▶ **Aim**
Rewrite the lines of the items below, swapping "brown hair" for "dark hair" wherever it occurs and keeping everything else unchanged. Omit the pictures from your output.

--- begin Materials provided ---

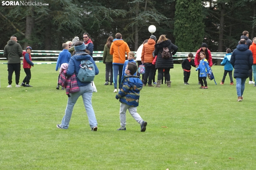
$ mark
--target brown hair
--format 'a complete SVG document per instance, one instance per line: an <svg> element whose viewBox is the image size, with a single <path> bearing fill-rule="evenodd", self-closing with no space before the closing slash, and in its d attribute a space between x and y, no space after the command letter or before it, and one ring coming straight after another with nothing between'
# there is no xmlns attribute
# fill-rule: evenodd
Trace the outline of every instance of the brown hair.
<svg viewBox="0 0 256 170"><path fill-rule="evenodd" d="M134 56L135 56L135 54L134 54L134 52L132 51L130 51L129 52L129 53L128 53L128 55L131 55L133 57L134 57Z"/></svg>
<svg viewBox="0 0 256 170"><path fill-rule="evenodd" d="M243 35L246 35L248 34L249 34L249 32L247 31L245 31L243 32Z"/></svg>
<svg viewBox="0 0 256 170"><path fill-rule="evenodd" d="M230 49L228 49L226 50L226 52L227 52L228 53L231 53L231 50Z"/></svg>
<svg viewBox="0 0 256 170"><path fill-rule="evenodd" d="M157 43L159 43L159 42L167 40L168 40L168 39L165 37L165 35L161 35L160 36L160 37L159 37L159 39L158 39L158 41L157 41Z"/></svg>
<svg viewBox="0 0 256 170"><path fill-rule="evenodd" d="M66 43L63 43L62 44L62 48L63 49L65 49L66 48L66 47L67 47L68 46L68 44L67 44Z"/></svg>
<svg viewBox="0 0 256 170"><path fill-rule="evenodd" d="M121 39L121 38L122 38L122 35L119 33L117 33L116 34L115 34L115 38L117 39Z"/></svg>
<svg viewBox="0 0 256 170"><path fill-rule="evenodd" d="M108 40L107 40L107 42L106 43L106 45L109 48L110 48L110 46L111 46L111 44L113 42L113 40L114 40L114 38L112 36L110 36L108 38Z"/></svg>
<svg viewBox="0 0 256 170"><path fill-rule="evenodd" d="M137 65L135 62L130 62L127 64L127 69L130 71L130 73L133 75L137 71Z"/></svg>
<svg viewBox="0 0 256 170"><path fill-rule="evenodd" d="M191 52L190 52L189 53L189 55L188 55L188 56L189 57L193 58L193 57L194 57L194 55Z"/></svg>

--- end Materials provided ---

▶ **Correct answer**
$ mark
--target dark hair
--format 'a complete SVG document per instance, one instance per line: an <svg> element whose viewBox is the image size, with a single <path> bearing fill-rule="evenodd", self-closing with no space before the closing slash, and in its d attribute a space between x and y, no space after the command letter or before it, and one ring coming straight after another with nothing between'
# there is no xmlns attribute
# fill-rule: evenodd
Trace the outline of every instance of the dark hair.
<svg viewBox="0 0 256 170"><path fill-rule="evenodd" d="M134 56L135 56L135 54L134 54L134 52L132 51L130 51L129 52L129 53L128 53L128 55L131 55L133 57L134 57Z"/></svg>
<svg viewBox="0 0 256 170"><path fill-rule="evenodd" d="M243 35L246 35L248 34L249 34L249 32L247 31L245 31L243 32Z"/></svg>
<svg viewBox="0 0 256 170"><path fill-rule="evenodd" d="M230 49L228 49L226 50L226 52L227 52L228 53L231 53L231 50Z"/></svg>
<svg viewBox="0 0 256 170"><path fill-rule="evenodd" d="M157 43L159 43L159 42L167 40L168 40L168 39L165 37L165 35L161 35L160 36L160 37L159 37L159 39L158 39L158 41L157 41Z"/></svg>
<svg viewBox="0 0 256 170"><path fill-rule="evenodd" d="M66 43L63 43L62 44L62 48L63 49L65 49L66 48L66 47L67 47L68 46L68 44L67 44Z"/></svg>
<svg viewBox="0 0 256 170"><path fill-rule="evenodd" d="M121 39L121 38L122 38L122 35L119 33L117 33L116 34L115 34L115 38L117 39Z"/></svg>
<svg viewBox="0 0 256 170"><path fill-rule="evenodd" d="M108 40L107 40L107 42L106 43L106 45L109 48L110 48L110 46L111 46L111 44L113 42L113 40L114 40L114 38L112 36L110 36L108 38Z"/></svg>
<svg viewBox="0 0 256 170"><path fill-rule="evenodd" d="M137 65L135 62L130 62L127 64L127 69L130 71L130 73L133 75L137 71Z"/></svg>
<svg viewBox="0 0 256 170"><path fill-rule="evenodd" d="M191 52L190 52L189 53L189 55L188 55L188 56L189 57L193 58L193 57L194 57L194 55Z"/></svg>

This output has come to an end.